Texte à lire>
• • •

Le lendemain, Laura et Charlotte recroisent Jah My qui leur propose de venir diner le soir chez lui. J’étais pas très motivée au début, le boug est sympa mais les différences culturelles m’empêchent de vouloir approfondir la relation. Mais Jean et sa famille acceptent tout naturellement. Anna, Martin et Jordi vont attraper des langoustes tandis que je bosse sur mon article de blog précédent (argh tout est décalé) pour ensuite me balader solo sur l’île avec Barbas, le chien de Jordi et moussaillon en chef de la Joia del Mar, qui suit le Catalan partout depuis son adoption aux Açores.
Bref, on va chez Jah My qui est assez enthousiaste à l’idée de faire des langoustes au feu. Martin cuisine les divins crustacés, mais notre hôte commence à angoisser un peu du manque de contrôle de sa cuisine et change d’attitude au fil de la préparation. Et là, c’est le drame, il ne veut pas venir manger, nous dit qu’il n’aime pas les langoustes et qu’on n’est pas respectueux.ses de lui et de sa maison, commence un speech de rasta un peu incompréhensible etc… Charlotte essaie de l’apprivoiser un peu – j’ai compris pourquoi elle bossait dans le social. Bref, un petit épisode un peu confus qui s’est quand même bien terminé mais qui montre les différences de manières de voir les choses et de pensées selon la culture et les habitudes… ou peut-être que Jah My avait un petit grain.

• • •

Extraits de données>

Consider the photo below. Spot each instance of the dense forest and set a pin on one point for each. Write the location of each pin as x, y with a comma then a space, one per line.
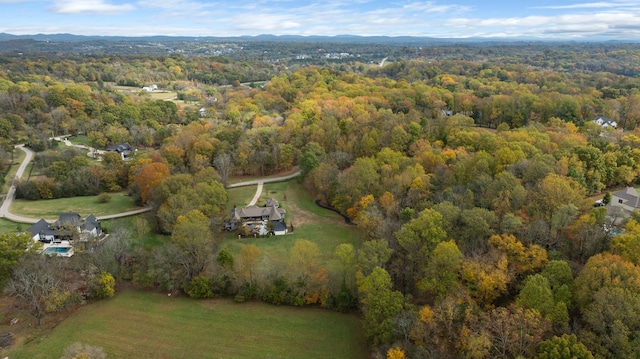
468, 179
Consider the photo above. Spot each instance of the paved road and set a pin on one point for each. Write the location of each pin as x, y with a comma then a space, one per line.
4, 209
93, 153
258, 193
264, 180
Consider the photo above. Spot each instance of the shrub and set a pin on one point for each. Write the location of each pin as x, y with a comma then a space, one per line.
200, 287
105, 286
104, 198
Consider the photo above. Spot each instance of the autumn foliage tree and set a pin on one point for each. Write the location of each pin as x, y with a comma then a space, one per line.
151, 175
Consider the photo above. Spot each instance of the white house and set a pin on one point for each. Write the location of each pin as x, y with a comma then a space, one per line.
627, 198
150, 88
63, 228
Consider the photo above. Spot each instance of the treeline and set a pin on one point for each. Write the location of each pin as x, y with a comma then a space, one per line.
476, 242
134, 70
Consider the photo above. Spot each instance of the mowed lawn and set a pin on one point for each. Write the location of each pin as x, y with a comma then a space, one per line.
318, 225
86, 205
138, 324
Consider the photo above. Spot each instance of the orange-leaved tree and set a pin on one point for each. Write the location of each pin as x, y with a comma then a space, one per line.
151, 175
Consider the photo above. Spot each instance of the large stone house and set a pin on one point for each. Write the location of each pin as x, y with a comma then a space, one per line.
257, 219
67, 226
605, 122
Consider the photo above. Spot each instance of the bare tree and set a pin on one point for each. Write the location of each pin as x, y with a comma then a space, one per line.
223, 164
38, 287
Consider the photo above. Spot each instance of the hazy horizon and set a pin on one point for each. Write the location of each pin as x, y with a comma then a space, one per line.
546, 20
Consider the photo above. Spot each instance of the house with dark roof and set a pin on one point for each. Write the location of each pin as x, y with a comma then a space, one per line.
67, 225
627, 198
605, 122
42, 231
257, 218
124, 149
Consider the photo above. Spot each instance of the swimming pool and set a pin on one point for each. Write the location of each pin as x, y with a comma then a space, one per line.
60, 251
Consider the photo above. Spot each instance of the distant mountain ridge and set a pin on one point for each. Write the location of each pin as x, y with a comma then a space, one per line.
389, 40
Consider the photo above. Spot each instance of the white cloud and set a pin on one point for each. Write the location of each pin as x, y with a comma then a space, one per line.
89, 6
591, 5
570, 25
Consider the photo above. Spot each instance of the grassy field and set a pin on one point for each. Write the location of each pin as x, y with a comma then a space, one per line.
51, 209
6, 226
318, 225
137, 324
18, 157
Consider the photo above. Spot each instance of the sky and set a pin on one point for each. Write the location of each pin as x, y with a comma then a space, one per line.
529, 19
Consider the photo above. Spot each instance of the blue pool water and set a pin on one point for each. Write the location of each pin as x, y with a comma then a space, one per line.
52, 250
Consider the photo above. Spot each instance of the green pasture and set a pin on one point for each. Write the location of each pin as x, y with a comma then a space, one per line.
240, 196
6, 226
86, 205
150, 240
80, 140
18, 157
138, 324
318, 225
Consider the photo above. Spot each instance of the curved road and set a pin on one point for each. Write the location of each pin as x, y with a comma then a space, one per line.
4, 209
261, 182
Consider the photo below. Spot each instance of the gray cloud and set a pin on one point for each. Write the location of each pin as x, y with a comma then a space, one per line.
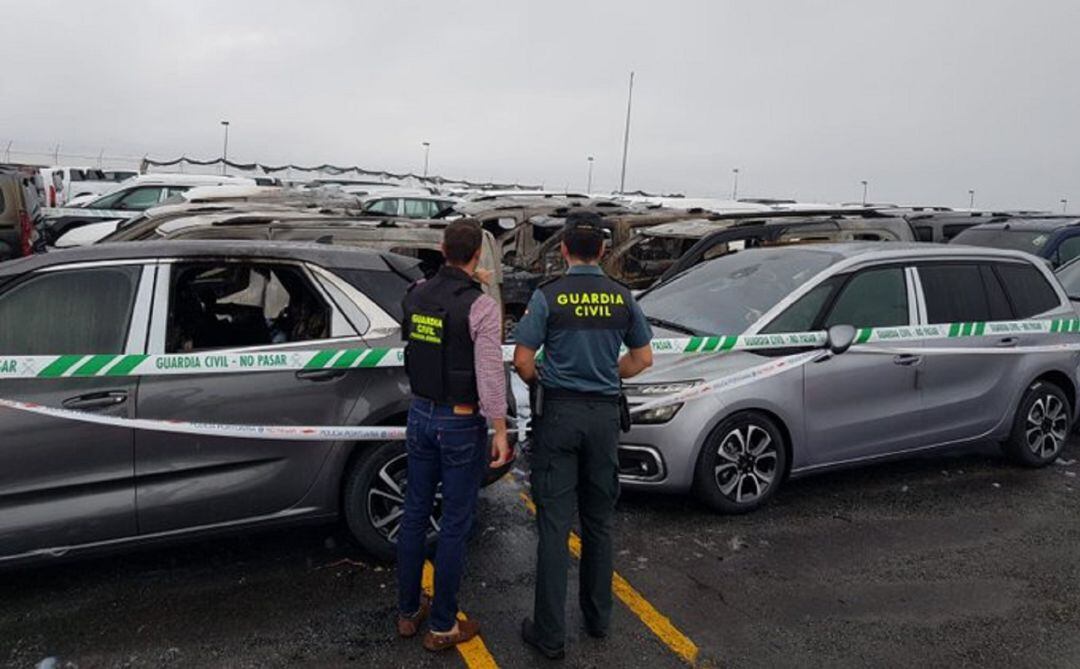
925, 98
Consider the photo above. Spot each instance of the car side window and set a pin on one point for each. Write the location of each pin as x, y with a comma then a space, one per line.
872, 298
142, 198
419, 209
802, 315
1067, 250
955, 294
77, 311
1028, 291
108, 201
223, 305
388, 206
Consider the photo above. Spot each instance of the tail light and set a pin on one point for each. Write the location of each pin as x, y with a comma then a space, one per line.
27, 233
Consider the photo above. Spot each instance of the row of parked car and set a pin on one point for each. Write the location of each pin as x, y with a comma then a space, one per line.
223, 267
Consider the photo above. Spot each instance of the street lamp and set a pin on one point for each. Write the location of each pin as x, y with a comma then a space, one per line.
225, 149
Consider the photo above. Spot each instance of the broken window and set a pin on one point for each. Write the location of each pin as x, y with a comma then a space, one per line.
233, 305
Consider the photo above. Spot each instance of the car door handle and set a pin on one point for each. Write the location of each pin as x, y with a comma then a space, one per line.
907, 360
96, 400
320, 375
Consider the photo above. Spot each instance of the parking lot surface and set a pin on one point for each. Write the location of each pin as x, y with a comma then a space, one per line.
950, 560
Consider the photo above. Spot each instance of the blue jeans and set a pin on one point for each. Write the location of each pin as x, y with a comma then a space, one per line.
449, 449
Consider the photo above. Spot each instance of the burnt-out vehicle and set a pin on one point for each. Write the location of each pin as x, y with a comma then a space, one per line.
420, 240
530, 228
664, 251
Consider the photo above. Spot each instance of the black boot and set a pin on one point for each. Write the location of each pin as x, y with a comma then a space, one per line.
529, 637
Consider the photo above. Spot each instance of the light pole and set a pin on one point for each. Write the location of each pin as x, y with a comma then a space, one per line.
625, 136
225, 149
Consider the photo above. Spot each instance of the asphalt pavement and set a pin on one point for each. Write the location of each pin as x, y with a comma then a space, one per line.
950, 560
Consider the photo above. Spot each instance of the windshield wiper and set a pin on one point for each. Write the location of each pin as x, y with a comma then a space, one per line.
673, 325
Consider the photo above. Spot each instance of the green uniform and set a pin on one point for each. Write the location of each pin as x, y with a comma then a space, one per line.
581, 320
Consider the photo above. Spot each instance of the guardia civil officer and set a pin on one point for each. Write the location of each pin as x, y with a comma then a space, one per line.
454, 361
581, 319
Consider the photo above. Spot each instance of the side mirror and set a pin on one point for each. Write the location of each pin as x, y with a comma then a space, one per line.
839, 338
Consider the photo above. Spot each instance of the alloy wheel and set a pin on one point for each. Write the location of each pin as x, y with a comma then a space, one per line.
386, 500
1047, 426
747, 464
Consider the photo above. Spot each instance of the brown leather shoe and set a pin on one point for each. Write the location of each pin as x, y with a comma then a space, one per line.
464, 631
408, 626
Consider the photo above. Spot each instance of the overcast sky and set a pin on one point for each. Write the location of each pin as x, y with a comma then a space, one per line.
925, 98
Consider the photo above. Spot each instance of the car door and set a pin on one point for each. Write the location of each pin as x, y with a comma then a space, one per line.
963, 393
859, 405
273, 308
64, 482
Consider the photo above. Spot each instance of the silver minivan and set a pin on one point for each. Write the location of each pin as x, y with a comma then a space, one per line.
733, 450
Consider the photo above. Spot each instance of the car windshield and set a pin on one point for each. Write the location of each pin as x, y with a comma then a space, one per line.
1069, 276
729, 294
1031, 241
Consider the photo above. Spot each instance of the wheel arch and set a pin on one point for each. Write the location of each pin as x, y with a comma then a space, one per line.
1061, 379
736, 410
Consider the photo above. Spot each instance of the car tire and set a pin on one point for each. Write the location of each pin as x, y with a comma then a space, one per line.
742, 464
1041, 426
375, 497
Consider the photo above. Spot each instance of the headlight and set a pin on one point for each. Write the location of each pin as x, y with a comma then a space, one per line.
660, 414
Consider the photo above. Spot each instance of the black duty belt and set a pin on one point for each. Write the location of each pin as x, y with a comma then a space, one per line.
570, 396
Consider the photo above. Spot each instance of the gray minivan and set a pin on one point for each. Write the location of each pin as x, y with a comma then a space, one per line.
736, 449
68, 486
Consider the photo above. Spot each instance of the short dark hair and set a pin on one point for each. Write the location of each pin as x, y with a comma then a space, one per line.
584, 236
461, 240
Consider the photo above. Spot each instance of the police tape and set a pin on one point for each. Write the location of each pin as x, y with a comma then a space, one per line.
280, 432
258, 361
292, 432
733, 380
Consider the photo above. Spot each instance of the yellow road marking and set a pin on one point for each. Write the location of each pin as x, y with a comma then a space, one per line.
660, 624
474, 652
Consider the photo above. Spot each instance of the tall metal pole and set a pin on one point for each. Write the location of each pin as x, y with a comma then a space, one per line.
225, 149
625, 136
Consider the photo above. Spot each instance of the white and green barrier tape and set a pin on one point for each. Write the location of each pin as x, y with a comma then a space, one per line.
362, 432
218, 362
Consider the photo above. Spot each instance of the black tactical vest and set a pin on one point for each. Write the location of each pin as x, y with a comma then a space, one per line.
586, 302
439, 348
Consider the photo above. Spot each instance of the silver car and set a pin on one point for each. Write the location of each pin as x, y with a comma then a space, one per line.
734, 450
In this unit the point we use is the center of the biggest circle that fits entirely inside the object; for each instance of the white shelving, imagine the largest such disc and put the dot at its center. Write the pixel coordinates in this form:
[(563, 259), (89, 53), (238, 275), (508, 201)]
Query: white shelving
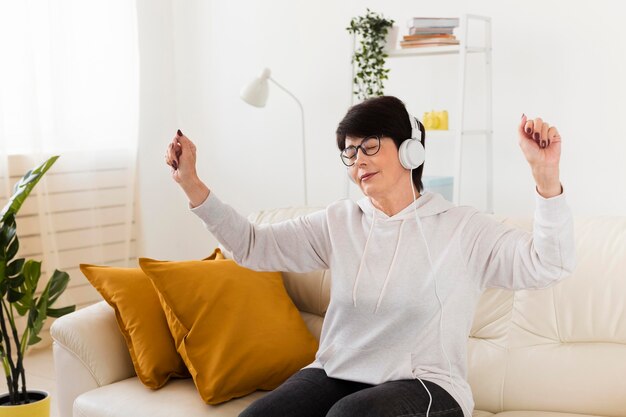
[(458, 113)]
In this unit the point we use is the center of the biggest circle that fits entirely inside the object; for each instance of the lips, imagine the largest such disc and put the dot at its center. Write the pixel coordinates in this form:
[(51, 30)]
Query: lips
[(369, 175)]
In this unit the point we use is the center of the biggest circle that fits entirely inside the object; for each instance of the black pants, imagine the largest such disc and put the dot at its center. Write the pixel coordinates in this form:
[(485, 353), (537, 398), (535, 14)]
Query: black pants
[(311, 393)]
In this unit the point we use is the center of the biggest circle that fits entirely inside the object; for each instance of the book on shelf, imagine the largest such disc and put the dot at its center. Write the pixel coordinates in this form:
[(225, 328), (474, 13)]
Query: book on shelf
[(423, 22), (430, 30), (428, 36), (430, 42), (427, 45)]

• • •

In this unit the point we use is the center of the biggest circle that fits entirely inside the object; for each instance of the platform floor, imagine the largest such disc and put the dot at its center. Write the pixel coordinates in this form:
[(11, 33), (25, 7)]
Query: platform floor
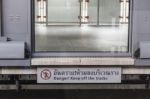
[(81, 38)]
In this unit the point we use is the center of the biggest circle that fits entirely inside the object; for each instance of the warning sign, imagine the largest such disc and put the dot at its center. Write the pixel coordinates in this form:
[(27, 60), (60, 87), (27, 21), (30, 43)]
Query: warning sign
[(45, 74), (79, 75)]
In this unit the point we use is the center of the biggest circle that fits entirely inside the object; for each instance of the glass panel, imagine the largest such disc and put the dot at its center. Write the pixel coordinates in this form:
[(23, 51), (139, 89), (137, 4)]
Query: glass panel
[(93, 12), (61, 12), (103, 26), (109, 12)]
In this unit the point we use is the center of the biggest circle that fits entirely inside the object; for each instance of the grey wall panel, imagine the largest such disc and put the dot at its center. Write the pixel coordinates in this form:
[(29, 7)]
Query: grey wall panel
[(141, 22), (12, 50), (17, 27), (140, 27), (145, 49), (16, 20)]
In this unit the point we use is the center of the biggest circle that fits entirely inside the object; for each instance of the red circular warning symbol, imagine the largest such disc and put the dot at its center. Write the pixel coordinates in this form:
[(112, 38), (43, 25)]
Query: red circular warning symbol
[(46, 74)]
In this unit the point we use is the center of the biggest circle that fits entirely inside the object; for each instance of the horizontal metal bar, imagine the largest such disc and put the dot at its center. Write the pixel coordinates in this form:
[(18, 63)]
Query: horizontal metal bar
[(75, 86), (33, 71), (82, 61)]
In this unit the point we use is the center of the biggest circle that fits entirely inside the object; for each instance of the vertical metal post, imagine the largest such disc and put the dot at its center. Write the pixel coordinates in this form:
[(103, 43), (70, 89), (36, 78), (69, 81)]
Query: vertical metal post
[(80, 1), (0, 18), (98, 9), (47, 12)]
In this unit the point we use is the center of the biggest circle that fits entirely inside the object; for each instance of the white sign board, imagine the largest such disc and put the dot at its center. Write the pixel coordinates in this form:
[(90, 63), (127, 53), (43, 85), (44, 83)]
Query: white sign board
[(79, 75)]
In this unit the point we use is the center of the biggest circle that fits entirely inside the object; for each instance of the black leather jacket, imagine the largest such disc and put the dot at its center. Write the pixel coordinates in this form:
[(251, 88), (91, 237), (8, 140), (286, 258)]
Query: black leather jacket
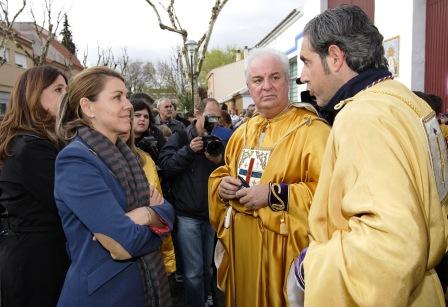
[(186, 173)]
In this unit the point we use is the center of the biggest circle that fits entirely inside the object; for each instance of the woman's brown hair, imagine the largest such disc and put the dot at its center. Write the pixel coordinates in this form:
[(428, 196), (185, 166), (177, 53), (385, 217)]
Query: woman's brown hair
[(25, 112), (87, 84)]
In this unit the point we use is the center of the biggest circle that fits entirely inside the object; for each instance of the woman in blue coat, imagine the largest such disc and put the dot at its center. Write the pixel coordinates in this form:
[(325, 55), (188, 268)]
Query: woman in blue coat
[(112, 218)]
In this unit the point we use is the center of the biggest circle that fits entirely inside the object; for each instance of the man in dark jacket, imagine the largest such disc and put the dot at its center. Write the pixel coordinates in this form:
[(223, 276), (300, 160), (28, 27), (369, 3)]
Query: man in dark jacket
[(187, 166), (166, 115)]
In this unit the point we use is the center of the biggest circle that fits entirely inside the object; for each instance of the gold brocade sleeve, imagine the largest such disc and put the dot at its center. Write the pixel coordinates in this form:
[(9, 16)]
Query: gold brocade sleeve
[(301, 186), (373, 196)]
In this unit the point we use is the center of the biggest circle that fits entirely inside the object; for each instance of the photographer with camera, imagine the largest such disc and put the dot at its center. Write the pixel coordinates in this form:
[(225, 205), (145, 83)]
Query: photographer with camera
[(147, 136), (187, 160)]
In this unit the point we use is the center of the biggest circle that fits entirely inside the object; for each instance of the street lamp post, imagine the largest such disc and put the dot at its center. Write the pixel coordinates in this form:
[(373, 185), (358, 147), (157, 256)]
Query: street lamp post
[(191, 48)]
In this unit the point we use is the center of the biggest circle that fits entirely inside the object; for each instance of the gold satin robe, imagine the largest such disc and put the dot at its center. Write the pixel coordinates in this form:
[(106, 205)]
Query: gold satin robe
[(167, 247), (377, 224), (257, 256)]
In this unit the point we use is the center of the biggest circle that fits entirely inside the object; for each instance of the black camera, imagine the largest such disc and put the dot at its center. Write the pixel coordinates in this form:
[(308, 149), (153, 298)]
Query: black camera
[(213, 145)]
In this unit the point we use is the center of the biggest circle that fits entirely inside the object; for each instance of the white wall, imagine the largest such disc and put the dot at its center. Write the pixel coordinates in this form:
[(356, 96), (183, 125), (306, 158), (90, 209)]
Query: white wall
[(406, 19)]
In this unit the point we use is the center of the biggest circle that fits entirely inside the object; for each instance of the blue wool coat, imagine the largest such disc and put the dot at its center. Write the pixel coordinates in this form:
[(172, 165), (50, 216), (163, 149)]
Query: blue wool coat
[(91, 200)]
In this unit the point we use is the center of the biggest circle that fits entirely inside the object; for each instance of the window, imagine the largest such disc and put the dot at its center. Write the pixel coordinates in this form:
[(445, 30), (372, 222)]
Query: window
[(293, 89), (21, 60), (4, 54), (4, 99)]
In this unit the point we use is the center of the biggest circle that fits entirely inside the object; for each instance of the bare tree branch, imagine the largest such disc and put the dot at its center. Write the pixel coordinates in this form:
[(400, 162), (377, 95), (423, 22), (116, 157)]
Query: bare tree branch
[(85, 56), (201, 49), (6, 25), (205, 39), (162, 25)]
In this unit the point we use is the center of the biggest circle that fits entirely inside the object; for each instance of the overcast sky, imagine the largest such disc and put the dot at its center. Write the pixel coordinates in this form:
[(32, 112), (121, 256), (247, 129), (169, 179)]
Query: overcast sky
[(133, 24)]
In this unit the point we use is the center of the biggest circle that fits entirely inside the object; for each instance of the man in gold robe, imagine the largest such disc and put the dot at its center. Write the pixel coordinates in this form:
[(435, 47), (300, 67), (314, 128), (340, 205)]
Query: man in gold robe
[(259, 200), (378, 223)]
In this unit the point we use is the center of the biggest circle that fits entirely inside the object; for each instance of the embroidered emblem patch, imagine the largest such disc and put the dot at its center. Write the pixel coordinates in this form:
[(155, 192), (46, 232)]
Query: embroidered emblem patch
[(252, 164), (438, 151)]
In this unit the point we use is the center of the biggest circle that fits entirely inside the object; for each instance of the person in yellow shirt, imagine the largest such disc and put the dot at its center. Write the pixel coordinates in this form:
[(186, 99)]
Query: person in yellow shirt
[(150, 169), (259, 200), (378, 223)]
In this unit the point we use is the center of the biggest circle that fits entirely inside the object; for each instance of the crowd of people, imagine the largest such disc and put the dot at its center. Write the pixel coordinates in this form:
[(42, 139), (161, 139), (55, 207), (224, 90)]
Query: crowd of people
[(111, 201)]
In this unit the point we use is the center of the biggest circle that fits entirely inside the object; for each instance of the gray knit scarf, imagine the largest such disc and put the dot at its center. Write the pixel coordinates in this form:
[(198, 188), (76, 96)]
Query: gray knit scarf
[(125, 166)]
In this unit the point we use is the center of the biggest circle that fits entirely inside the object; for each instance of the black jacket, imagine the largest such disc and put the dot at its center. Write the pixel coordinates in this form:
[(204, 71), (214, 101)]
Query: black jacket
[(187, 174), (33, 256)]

• • •

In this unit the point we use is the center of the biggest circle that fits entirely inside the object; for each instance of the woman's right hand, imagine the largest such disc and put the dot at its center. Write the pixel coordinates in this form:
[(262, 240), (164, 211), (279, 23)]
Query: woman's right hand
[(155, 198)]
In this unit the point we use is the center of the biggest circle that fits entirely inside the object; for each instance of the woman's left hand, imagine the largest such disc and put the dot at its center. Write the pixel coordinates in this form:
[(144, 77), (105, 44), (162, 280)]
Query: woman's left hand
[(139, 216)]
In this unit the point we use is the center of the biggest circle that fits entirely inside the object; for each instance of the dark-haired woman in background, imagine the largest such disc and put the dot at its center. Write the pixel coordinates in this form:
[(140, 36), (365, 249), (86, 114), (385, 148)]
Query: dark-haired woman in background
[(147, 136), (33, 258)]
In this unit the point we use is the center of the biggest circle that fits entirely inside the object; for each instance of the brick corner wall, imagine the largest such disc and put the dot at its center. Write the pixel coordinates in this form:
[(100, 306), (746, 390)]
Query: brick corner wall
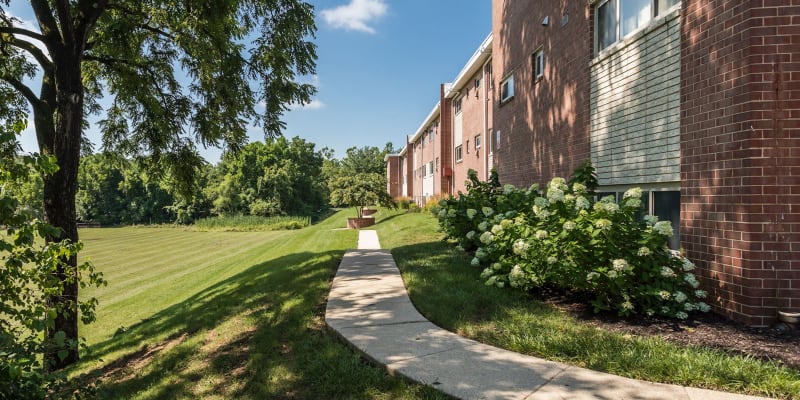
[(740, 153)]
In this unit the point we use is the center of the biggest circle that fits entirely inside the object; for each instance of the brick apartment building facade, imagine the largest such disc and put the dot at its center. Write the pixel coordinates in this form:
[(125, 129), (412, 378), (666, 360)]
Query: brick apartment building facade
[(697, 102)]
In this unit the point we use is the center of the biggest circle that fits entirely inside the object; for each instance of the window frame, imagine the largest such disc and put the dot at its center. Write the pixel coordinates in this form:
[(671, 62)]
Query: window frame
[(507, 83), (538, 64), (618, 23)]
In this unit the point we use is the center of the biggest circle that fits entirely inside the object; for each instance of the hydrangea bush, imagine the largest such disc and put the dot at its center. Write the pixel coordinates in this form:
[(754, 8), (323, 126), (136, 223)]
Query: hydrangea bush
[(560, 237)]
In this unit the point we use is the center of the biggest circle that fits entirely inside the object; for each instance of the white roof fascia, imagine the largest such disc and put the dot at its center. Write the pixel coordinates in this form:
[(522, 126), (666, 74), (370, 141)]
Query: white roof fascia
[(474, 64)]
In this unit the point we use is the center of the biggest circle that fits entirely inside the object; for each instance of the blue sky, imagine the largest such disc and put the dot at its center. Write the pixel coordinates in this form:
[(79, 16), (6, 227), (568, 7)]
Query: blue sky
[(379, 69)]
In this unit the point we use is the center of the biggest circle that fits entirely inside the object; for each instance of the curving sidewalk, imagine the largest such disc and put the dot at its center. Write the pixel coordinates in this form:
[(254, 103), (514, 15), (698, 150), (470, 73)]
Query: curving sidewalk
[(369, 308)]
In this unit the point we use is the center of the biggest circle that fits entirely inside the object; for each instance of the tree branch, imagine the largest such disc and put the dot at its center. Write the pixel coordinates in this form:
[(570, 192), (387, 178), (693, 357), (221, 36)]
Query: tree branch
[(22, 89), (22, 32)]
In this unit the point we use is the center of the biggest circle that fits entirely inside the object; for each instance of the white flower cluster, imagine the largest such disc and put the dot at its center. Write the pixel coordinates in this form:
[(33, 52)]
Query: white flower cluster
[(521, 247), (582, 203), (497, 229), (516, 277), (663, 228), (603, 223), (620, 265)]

• • •

Consigne> Recopiez le passage du texte à lire qui commence par « Bref, on va » et se termine par « un petit grain. », en remplaçant « le drame » par « la catastrophe ».

Corrigé>
Bref, on va chez Jah My qui est assez enthousiaste à l’idée de faire des langoustes au feu. Martin cuisine les divins crustacés, mais notre hôte commence à angoisser un peu du manque de contrôle de sa cuisine et change d’attitude au fil de la préparation. Et là, c’est la catastrophe, il ne veut pas venir manger, nous dit qu’il n’aime pas les langoustes et qu’on n’est pas respectueux.ses de lui et de sa maison, commence un speech de rasta un peu incompréhensible etc… Charlotte essaie de l’apprivoiser un peu – j’ai compris pourquoi elle bossait dans le social. Bref, un petit épisode un peu confus qui s’est quand même bien terminé mais qui montre les différences de manières de voir les choses et de pensées selon la culture et les habitudes… ou peut-être que Jah My avait un petit grain.